[Work required] Print, please, the line that contains "Provide the location of each instance of the window" and each line after it to the end of the entries, unchanged and with nothing else.

---

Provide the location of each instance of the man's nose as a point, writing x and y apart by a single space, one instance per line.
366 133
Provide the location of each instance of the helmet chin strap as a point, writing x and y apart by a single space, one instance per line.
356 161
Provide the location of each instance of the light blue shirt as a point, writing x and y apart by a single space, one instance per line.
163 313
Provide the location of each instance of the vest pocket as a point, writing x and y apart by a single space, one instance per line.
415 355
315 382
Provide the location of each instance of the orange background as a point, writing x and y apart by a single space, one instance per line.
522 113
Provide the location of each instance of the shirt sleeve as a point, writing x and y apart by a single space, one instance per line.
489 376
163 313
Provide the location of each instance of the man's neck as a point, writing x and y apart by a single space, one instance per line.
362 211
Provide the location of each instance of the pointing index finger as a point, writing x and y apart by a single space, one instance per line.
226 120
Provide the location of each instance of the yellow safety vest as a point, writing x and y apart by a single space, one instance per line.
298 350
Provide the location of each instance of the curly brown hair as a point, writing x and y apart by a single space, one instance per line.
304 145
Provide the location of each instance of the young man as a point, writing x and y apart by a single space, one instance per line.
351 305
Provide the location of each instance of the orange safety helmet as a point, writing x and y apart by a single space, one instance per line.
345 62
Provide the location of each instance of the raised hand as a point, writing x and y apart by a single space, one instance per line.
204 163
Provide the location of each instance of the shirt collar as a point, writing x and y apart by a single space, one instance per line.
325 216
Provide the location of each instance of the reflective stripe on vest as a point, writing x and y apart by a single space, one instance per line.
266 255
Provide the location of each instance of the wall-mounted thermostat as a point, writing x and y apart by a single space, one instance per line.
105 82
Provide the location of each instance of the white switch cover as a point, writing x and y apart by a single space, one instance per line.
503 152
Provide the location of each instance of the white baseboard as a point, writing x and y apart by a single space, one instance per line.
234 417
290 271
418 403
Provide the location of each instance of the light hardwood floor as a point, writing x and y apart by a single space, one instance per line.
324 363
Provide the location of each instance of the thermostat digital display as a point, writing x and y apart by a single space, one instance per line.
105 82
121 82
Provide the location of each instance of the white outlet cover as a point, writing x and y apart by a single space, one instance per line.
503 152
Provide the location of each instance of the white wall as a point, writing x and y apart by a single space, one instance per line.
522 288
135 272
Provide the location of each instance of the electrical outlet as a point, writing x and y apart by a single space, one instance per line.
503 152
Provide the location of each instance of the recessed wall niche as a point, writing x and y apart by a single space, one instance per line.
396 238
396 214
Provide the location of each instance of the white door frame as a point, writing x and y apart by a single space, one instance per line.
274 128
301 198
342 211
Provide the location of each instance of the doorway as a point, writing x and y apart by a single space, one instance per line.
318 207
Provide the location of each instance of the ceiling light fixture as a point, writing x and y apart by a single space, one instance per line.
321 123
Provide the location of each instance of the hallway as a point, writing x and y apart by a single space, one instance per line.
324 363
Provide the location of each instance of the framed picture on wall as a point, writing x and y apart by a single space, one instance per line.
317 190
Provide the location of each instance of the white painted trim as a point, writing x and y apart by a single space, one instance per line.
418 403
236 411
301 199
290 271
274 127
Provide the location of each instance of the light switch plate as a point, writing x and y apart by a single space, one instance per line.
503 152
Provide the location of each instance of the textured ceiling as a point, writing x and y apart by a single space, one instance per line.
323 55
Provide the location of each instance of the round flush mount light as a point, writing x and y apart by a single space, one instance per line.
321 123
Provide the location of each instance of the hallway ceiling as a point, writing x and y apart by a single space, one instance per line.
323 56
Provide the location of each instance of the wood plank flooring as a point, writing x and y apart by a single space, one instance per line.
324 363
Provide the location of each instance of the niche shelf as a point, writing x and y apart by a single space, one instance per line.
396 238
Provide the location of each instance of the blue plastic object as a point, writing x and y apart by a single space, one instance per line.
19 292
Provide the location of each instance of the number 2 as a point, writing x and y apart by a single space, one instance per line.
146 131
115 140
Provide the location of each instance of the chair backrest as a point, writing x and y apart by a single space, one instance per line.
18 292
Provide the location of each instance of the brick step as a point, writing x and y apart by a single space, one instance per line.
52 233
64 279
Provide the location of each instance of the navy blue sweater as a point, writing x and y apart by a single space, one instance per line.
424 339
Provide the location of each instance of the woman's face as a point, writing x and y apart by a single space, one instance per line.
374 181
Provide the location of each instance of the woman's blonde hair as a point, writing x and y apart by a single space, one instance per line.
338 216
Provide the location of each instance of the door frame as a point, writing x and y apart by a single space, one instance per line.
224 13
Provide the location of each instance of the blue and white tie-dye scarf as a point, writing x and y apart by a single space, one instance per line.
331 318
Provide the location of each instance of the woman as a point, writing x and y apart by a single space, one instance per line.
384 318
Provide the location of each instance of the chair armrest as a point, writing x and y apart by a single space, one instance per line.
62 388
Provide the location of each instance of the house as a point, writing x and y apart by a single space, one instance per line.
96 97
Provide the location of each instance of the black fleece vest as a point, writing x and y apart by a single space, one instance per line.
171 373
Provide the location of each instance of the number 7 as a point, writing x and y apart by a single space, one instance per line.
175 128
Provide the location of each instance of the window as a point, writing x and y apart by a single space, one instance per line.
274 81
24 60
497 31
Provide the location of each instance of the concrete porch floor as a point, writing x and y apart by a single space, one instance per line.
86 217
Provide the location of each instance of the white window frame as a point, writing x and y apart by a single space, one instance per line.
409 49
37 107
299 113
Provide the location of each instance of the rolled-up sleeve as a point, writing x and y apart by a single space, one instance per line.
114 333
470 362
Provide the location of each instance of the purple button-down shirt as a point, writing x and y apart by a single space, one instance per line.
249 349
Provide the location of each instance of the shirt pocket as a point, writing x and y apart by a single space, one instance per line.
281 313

---

[Complete answer]
Provide the location of each instance of the window as a point, writing x and y apart by a single space, one instance per line.
274 81
24 60
497 31
Provide the location of each instance of the concrete porch floor as a point, writing x and y apart by a single space, one instance per line.
86 217
Provide the location of each instance of the white window frame as a point, writing x and y apart by a single space, one instance per line.
409 49
37 107
299 113
Provide the location of each instance of the rolled-up sleeve as a point, writing x and y apart by a single space, one instance per line.
114 333
470 362
Provide the location of each instance of the purple button-down shirt as a point, writing x and y apart by a single space, one instance per line.
249 349
Provide the location of each instance of the shirt pocket as a point, writing x and y apart by a single space, one instance per line.
281 313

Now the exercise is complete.